## DESCRIPTION OF THE TASK
Send back the entries exactly as they were given.

Extracted data entries:
· · ·

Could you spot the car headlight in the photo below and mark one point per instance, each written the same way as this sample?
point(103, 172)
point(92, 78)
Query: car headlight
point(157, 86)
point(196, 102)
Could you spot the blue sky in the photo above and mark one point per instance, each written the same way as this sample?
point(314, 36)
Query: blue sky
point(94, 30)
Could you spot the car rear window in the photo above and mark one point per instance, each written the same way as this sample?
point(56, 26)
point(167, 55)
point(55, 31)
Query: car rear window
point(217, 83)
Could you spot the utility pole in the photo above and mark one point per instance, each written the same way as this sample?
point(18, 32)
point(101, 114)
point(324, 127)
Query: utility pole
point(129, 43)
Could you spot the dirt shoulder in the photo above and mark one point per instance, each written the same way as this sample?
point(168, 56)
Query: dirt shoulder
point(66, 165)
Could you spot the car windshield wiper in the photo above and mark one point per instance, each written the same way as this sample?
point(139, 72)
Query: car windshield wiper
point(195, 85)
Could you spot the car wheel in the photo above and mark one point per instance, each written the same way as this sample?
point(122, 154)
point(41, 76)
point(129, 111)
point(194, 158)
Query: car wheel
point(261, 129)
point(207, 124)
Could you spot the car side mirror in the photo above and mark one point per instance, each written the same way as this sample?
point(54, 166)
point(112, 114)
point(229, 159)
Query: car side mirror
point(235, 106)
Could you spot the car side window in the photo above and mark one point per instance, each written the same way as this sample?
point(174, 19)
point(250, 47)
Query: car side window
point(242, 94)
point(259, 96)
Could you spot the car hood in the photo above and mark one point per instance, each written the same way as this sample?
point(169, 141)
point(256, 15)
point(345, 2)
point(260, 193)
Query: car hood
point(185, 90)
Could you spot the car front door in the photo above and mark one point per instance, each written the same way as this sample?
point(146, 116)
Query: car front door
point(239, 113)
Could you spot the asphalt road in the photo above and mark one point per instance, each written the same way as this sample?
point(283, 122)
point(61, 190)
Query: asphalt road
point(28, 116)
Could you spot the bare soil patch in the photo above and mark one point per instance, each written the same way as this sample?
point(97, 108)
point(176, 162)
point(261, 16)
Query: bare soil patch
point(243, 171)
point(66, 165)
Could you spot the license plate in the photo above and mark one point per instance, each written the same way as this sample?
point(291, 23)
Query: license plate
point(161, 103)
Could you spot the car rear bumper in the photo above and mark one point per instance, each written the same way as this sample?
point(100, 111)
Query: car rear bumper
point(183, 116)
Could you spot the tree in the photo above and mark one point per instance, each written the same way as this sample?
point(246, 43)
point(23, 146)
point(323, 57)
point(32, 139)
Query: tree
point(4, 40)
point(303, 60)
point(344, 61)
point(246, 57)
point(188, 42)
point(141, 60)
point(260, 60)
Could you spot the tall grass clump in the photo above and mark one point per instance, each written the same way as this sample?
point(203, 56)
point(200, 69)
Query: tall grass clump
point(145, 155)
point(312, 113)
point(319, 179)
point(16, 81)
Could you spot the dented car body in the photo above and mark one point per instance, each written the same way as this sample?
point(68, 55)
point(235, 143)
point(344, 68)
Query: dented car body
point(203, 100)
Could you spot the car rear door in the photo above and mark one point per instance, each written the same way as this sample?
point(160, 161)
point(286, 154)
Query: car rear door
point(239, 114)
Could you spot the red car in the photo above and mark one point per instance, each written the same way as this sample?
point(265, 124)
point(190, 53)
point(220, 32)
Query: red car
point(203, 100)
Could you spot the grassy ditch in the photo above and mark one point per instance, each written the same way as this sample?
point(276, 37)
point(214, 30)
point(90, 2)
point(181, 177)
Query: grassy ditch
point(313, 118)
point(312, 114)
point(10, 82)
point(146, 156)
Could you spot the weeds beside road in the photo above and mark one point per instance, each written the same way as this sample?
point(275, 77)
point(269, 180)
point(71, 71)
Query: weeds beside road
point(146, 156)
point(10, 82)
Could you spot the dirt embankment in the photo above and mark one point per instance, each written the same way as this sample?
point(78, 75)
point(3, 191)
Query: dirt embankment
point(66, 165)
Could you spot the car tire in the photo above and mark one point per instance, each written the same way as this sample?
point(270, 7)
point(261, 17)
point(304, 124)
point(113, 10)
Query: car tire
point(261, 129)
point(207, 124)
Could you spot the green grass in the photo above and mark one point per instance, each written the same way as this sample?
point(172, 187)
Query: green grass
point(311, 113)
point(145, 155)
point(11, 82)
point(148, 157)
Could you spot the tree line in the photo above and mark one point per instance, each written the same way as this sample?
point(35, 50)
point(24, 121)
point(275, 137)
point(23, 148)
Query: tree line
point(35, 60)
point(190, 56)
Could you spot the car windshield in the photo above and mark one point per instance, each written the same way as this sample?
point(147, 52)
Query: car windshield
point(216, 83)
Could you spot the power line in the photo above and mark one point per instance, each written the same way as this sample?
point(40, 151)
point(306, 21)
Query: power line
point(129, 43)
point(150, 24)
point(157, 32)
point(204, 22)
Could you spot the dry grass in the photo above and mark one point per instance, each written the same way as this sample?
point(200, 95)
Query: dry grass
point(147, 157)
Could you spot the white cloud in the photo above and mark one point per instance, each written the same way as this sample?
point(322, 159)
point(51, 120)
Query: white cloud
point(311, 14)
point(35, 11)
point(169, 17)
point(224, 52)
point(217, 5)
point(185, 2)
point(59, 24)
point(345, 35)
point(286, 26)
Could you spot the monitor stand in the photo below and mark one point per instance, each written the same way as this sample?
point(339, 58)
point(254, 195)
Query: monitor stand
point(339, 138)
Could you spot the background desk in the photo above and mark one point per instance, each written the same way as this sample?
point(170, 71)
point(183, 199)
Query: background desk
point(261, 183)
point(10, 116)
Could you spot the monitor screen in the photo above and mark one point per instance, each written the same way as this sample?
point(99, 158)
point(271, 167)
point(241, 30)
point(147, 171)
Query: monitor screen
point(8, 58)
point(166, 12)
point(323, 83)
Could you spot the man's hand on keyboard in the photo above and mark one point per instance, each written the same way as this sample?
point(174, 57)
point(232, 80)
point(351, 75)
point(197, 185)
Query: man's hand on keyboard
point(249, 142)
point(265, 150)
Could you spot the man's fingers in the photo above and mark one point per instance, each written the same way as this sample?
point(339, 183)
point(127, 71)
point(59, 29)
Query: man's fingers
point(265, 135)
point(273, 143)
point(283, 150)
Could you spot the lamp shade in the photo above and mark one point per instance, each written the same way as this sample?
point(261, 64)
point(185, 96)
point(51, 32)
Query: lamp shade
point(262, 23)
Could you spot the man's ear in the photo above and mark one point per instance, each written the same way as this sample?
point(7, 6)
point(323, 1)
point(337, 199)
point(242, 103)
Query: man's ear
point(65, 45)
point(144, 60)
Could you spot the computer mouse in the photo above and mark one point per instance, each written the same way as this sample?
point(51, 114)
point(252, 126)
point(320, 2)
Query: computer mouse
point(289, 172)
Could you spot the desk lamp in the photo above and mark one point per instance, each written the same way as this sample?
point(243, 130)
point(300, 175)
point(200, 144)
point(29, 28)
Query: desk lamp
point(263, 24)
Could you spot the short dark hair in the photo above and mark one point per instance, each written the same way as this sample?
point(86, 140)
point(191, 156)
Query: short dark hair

· · ·

## RESPONSE
Could you spot the car headlight in the photo below and mark one point per instance, each written the same way as this sample?
point(103, 172)
point(92, 78)
Query: car headlight
point(157, 86)
point(196, 102)
Could you spot the blue sky in the photo above and mark one point per instance, each written the same way as this sample?
point(314, 36)
Query: blue sky
point(94, 30)
Could you spot the car rear window in the photo above and mark one point per instance, each written the same way as this sample?
point(56, 26)
point(167, 55)
point(55, 31)
Query: car rear window
point(217, 83)
Could you spot the utility pole in the photo above and mark one point per instance, each written the same way as this sample?
point(18, 32)
point(101, 114)
point(324, 127)
Query: utility pole
point(129, 43)
Could you spot the dirt shoulder in the photo above and mark one point per instance, each written the same way as this sample?
point(168, 56)
Query: dirt shoulder
point(66, 165)
Could you spot the car windshield wiper in the photo above and mark one point per instance, each written the same way as this sample?
point(139, 72)
Query: car windshield wiper
point(195, 85)
Could you spot the car wheel in the photo above and mark one point per instance, each written the same way as this sample?
point(122, 154)
point(41, 76)
point(129, 111)
point(194, 158)
Query: car wheel
point(261, 129)
point(207, 124)
Could you spot the car side mirror in the photo above and mark one point per instance, each written the same way as this sample?
point(54, 166)
point(112, 114)
point(229, 159)
Query: car side mirror
point(235, 106)
Could you spot the car side window in the photo above and mark one point per instance, each written the same way as this sample?
point(174, 19)
point(250, 47)
Query: car side window
point(242, 94)
point(259, 96)
Could you spot the car hood in the photo above and mark one point per instance, each written the same way as this sample?
point(169, 141)
point(256, 15)
point(345, 2)
point(260, 193)
Query: car hood
point(185, 90)
Could you spot the car front door in the photo above and mark one point per instance, each written the same way as this sample?
point(146, 116)
Query: car front door
point(239, 113)
Could you spot the asphalt road in the photo above and mark one point per instance, each written the same way as this sample?
point(283, 122)
point(61, 190)
Query: asphalt road
point(28, 116)
Could you spot the bare soil patch in the photo above and mark one point per instance, each written the same way as this sample?
point(97, 108)
point(176, 162)
point(261, 16)
Query: bare soil patch
point(243, 171)
point(66, 165)
Could you spot the license plate in the photo above and mark one point per instance, each written the same way as this sample?
point(291, 23)
Query: license plate
point(161, 103)
Could you spot the car rear bumper in the photo above and mark one point per instance, each written the same way as this sample?
point(100, 111)
Query: car rear bumper
point(183, 116)
Could you spot the tree in the photo above and mark one point per instance, each written the same way as this sample?
point(246, 43)
point(23, 146)
point(323, 57)
point(32, 139)
Query: tree
point(4, 40)
point(303, 60)
point(344, 61)
point(246, 57)
point(188, 42)
point(141, 60)
point(260, 60)
Could you spot the tall grass clump in the photo above and mark one point per instance, each written the same way as this sample?
point(203, 56)
point(200, 69)
Query: tall grass clump
point(145, 155)
point(312, 113)
point(319, 179)
point(16, 81)
Could you spot the dented car body in the photo above and mark one point per instance, each written the same way as this sample?
point(68, 55)
point(235, 143)
point(344, 68)
Query: dented car body
point(203, 100)
Could you spot the car rear door in the photo above and mark one point per instance, each written the same way as this sample?
point(160, 161)
point(286, 154)
Query: car rear door
point(239, 114)
Could you spot the red car in the photo above and mark one point per instance, each written the same way as this sample?
point(265, 124)
point(190, 53)
point(220, 32)
Query: red car
point(203, 100)
Could you spot the grassy ditch in the photo above and mark one point per instance, each written the same way as this sample?
point(276, 37)
point(214, 30)
point(90, 2)
point(181, 177)
Query: grassy ditch
point(313, 118)
point(312, 114)
point(10, 82)
point(146, 156)
Could you spot the weeds beside road in the photo above and mark one point per instance, each written the same way as this sample?
point(275, 77)
point(269, 180)
point(71, 71)
Query: weeds beside road
point(146, 156)
point(10, 82)
Could you spot the dirt embankment in the photo above and mark one point per instance, each written the same way as this sample?
point(78, 75)
point(3, 191)
Query: dirt embankment
point(66, 165)
Could you spot the car tire in the photo above and mark one point per instance, each written the same way as this sample?
point(270, 7)
point(261, 17)
point(304, 124)
point(113, 10)
Query: car tire
point(261, 129)
point(207, 124)
Could you spot the green grass in the photo above and mark one point per instance, each written the same way as this sample?
point(172, 187)
Query: green grass
point(311, 113)
point(145, 155)
point(11, 82)
point(148, 157)
Could you spot the tree line in the photo above and mark one point per instance, each written the same way as this sample?
point(35, 50)
point(24, 121)
point(275, 137)
point(23, 148)
Query: tree line
point(35, 60)
point(190, 56)
Could you spot the car windshield in the photo above and mark one point per instance, each written the same way as this sample?
point(147, 52)
Query: car windshield
point(216, 83)
Could you spot the power line in the photo above and mark one point per instance, each written the same way as this sample?
point(40, 151)
point(306, 21)
Query: power line
point(129, 43)
point(150, 24)
point(157, 32)
point(204, 22)
Could you spot the dry grass in the photo above and mark one point per instance, each written the same way as this sample?
point(200, 95)
Query: dry grass
point(147, 157)
Could you spot the white cloud in the photo above and mark one point per instance, each written the same way as this sample?
point(322, 159)
point(51, 120)
Query: white cloud
point(311, 14)
point(35, 11)
point(169, 17)
point(224, 52)
point(217, 5)
point(185, 2)
point(59, 24)
point(345, 35)
point(286, 26)
Could you spot the monitor stand in the photo below and mark one point per instance, each written the same way as this sample?
point(339, 58)
point(254, 195)
Query: monitor stand
point(339, 138)
Could you spot the background desk in the photo above and mark one point per instance, each written the same way as this sample?
point(170, 71)
point(183, 199)
Query: background desk
point(261, 183)
point(10, 116)
Could you spot the monitor screen in the photo above and mark one point per instance, each written the same way as this sample?
point(99, 158)
point(271, 167)
point(241, 30)
point(147, 171)
Query: monitor screen
point(8, 58)
point(166, 12)
point(323, 83)
Could you spot the man's hand on keyboard in the photo above and mark one point per instance, each written the same way as this sample?
point(174, 57)
point(232, 80)
point(351, 75)
point(197, 185)
Query: man's hand on keyboard
point(249, 142)
point(265, 150)
Could you spot the man's fingers in the photo above and mark one point per instance, each written the same way as this sample?
point(339, 183)
point(127, 71)
point(59, 29)
Query: man's fingers
point(265, 135)
point(273, 143)
point(283, 150)
Could you spot the lamp shade in the photo above and mark one point per instance, each written the same way as this sample?
point(261, 64)
point(185, 96)
point(51, 32)
Query: lamp shade
point(262, 23)
Could you spot the man's ear in the photo above and mark one point per instance, each written the same way as this sample?
point(7, 6)
point(323, 1)
point(337, 199)
point(242, 103)
Query: man's ear
point(65, 45)
point(144, 60)
Could you spot the computer mouse in the photo above and mark one point per instance, each written the same way as this sample?
point(51, 114)
point(252, 126)
point(320, 2)
Query: computer mouse
point(289, 172)
Could you spot the desk lamp in the photo above and mark one point per instance, each written the same way as this sample?
point(243, 130)
point(300, 175)
point(200, 144)
point(29, 28)
Query: desk lamp
point(263, 24)
Could you spot the short dark hair in the photo above and mark one point per instance, each written the same way as this sample?
point(86, 140)
point(191, 156)
Query: short dark hair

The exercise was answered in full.